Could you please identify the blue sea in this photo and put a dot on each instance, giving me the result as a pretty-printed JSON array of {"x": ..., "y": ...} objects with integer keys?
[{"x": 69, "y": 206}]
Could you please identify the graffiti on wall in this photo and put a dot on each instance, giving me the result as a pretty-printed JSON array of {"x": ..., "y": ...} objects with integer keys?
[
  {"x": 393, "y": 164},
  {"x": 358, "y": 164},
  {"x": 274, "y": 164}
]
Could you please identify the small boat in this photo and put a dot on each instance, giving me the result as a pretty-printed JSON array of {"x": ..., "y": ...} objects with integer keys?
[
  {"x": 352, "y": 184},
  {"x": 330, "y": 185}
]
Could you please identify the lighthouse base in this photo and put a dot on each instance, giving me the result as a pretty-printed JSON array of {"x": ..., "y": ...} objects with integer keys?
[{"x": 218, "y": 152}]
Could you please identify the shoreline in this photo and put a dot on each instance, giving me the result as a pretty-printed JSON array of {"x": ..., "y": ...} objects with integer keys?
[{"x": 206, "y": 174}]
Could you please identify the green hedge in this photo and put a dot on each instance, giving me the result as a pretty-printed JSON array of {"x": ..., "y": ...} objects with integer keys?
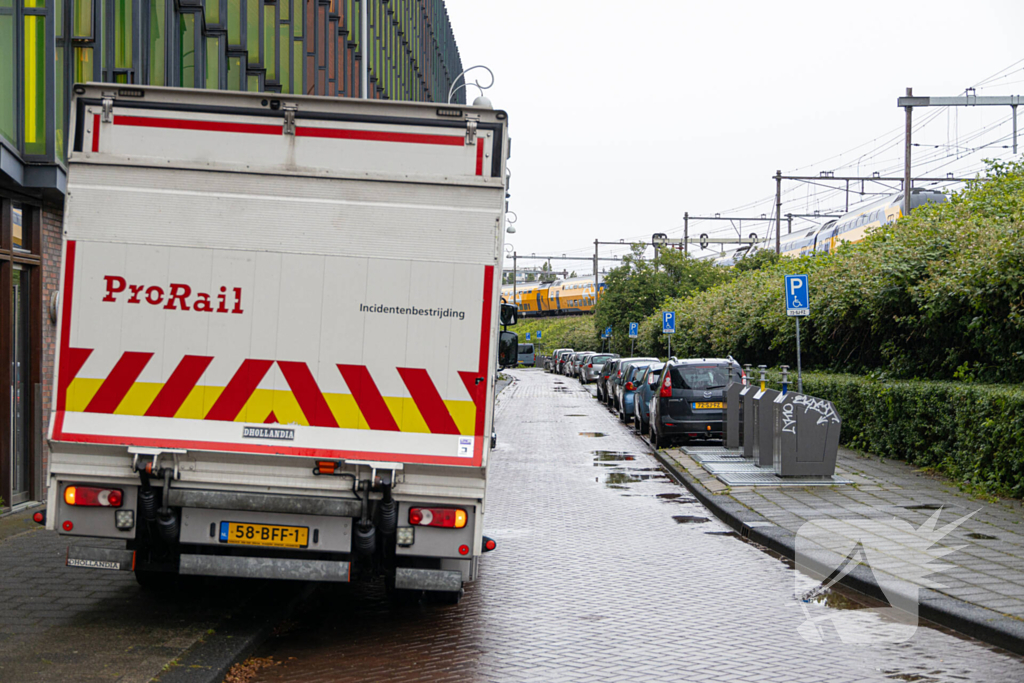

####

## The exercise
Leave the pictures out and reproduce each record exactly as written.

## Full response
Could you please identify the blue sea in this photo and put a dot on each instance, giving me the result as a pretty-printed JSON array of {"x": ..., "y": ...} objects with integer keys?
[{"x": 69, "y": 206}]
Could you please identify the graffiti on wall in this photo and put a dot on each instance, giving me the result as a pretty-printed JSON array of {"x": ..., "y": ...} objects with integer keys?
[
  {"x": 393, "y": 164},
  {"x": 358, "y": 164},
  {"x": 274, "y": 164}
]
Could you please identify the small boat in this photo and put a dot on each instance, giving me the result as a pretty-printed JSON array of {"x": ..., "y": ...} objects with integer keys?
[
  {"x": 352, "y": 184},
  {"x": 330, "y": 185}
]
Could you please identify the lighthouse base in this photo and put a dot on each instance, giving me the result as a pretty-printed JSON array of {"x": ..., "y": ...} objects with integer keys?
[{"x": 218, "y": 152}]
Could you please identify the shoreline in this photo and put a dot on each instance, giving me the result as a pretty-printed JSON array of {"x": ..., "y": ...} objects with integer keys?
[{"x": 206, "y": 174}]
Could you please identify the green hedge in this photo and put a dot on each instance, giving me the result as a pretty-printed JSON array of {"x": ..., "y": ...} objects with integer keys?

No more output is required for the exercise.